(Natural language region descriptions)
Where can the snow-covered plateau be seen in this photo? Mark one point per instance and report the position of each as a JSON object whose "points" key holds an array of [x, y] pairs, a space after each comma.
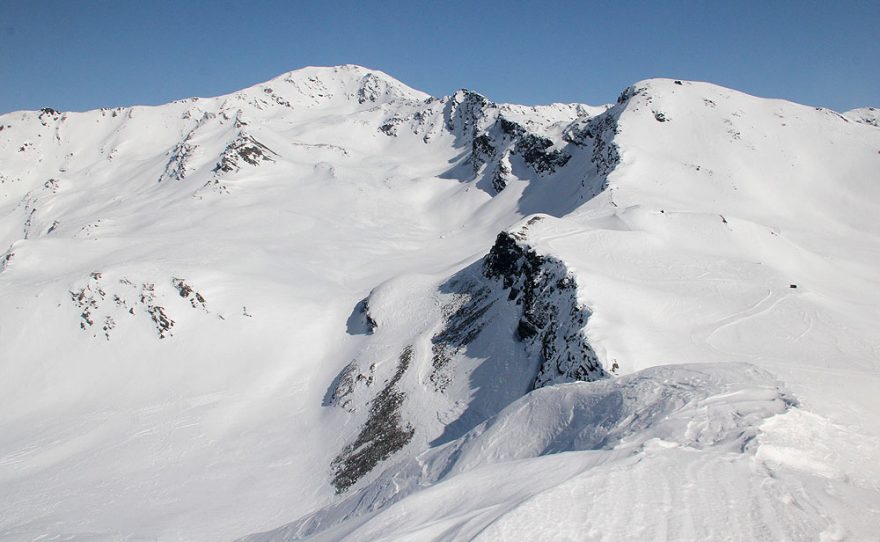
{"points": [[332, 307]]}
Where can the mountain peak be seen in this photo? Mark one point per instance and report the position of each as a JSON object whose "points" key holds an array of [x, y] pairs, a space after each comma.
{"points": [[338, 85]]}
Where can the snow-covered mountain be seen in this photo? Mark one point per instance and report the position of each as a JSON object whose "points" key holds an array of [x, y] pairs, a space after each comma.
{"points": [[332, 307]]}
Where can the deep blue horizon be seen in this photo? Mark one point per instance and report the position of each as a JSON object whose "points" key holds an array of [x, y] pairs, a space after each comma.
{"points": [[78, 55]]}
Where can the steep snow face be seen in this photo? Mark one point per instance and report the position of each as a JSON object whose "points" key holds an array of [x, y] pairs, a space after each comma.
{"points": [[865, 115], [332, 297]]}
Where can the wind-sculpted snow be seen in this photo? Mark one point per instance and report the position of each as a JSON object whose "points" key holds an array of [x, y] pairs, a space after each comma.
{"points": [[707, 409], [333, 296]]}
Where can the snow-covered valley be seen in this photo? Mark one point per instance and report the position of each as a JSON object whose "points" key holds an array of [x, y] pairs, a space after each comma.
{"points": [[331, 307]]}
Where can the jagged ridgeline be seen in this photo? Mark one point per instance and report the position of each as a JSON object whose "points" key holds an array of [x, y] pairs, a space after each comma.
{"points": [[512, 288], [333, 297]]}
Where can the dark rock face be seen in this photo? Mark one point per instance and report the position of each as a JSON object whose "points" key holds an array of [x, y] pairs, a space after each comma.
{"points": [[552, 320], [598, 133], [534, 150], [244, 149], [383, 434], [464, 319], [505, 138], [463, 112]]}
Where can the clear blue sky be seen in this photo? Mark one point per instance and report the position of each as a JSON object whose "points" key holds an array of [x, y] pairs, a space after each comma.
{"points": [[80, 54]]}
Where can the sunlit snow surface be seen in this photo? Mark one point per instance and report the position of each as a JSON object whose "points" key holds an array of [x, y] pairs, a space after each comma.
{"points": [[180, 290]]}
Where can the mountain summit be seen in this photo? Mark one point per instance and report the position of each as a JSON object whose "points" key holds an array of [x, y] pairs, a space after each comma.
{"points": [[332, 307]]}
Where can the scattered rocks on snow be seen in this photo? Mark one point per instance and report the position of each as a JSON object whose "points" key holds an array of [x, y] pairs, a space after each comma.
{"points": [[383, 434]]}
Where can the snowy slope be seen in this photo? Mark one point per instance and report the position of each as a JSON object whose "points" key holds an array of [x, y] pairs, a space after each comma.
{"points": [[330, 297]]}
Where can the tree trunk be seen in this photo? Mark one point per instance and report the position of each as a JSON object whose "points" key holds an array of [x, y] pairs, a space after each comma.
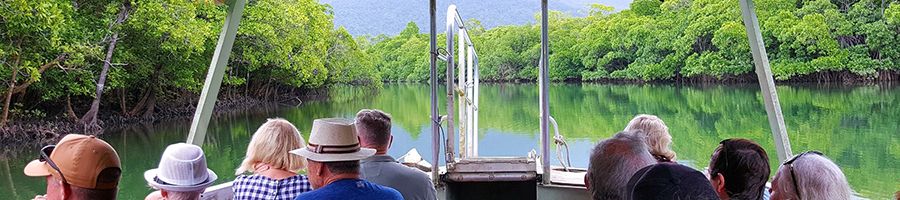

→ **Task**: Nothing but the text is wanted: repeat the data above exactly, without its images.

→ **Answer to the exercise**:
Where can the snow-covered plateau be seen in this photo? Mark one point per instance and report the position of each as a JSON object whose "points" key holds an array of [x, y] pairs, a space after each comma.
{"points": [[332, 307]]}
Where can the mountain peak be seen in this photo? Mark one point per instance and report the position of each as a JSON object whose "points" key holds an array of [x, y] pairs, a space after each comma.
{"points": [[338, 85]]}
Where can the snow-covered mountain be seen in this photo? Mark one point per instance and report the position of each as a JSON object whose "points" key holds an array of [x, y] pairs, a space after each comma.
{"points": [[332, 307]]}
Where can the deep blue horizon be seen in this photo? Mark one point per instance and report the position of each as a JSON object whose "points" key holds an array of [x, y] pairs, a space after each comma.
{"points": [[78, 55]]}
Where can the steep snow face be seen in this photo? Mark one point per instance and report the position of each as a JSON object whose "points" key holds an array of [x, y] pairs, a space after each comma.
{"points": [[865, 115], [332, 297]]}
Where can the wind-sculpted snow be seen in this photo? Mark one point per instance and report the position of each as a JSON object whose "points" key holds an array of [x, y] pairs, a space after each comma.
{"points": [[707, 409], [333, 296]]}
Where can the snow-covered valley be seen in this photo? Mark one point per instance and report the position of each as a JSON object whose "points" key holds an array of [x, y] pairs, a space after each comma.
{"points": [[331, 307]]}
Where can the jagged ridgeline be seen in this photo? Mark one point per instance and report the position of each as a JSON object whose "points" key holds an array of [x, y] pairs, a space after each comma.
{"points": [[512, 288], [333, 297]]}
Where can the dark rock face be seen in this photo? Mark one point per instance and report the position of each as a JSON object whose "points" key holds an array of [x, y] pairs, a space after each comma.
{"points": [[552, 320], [598, 133], [534, 150], [244, 149], [383, 434], [464, 319], [505, 138], [463, 112]]}
Where can the clear blue sky be seen in this photo? Mark one point per instance and report the position of each as a JSON object whose "points" key holds an array of [x, y] pairs, a space after each comma.
{"points": [[80, 54]]}
Where can the sunlit snow surface be seen in this photo? Mark one point per instance and report the position of each as a JSON object whose "points" key holds an array of [x, y] pairs, a space after each comma.
{"points": [[180, 290]]}
Where can the mountain summit be seen in this photo? Mark one point per instance and report the position of each as a JSON object whose "points" key holds an array of [x, y] pairs, a space after each comma.
{"points": [[332, 307]]}
Where can the scattered rocks on snow be seen in this photo? Mark one point per instance and report the position of each as a JSON object whose "points" key holds an array of [x, y] pairs, a space after each comma.
{"points": [[383, 434]]}
Where can the snowy slope be seen in this photo? Mark one point per instance and report the position of each as a JSON object whose "points" key holds an array of [x, y] pairs, a space after each comma.
{"points": [[330, 297]]}
Where can the tree trunk be seen in this photo? Mark one point per instance and report the position of each as a JSON object whose "points" key holds an array of [x, y] pairs, a space after each comma.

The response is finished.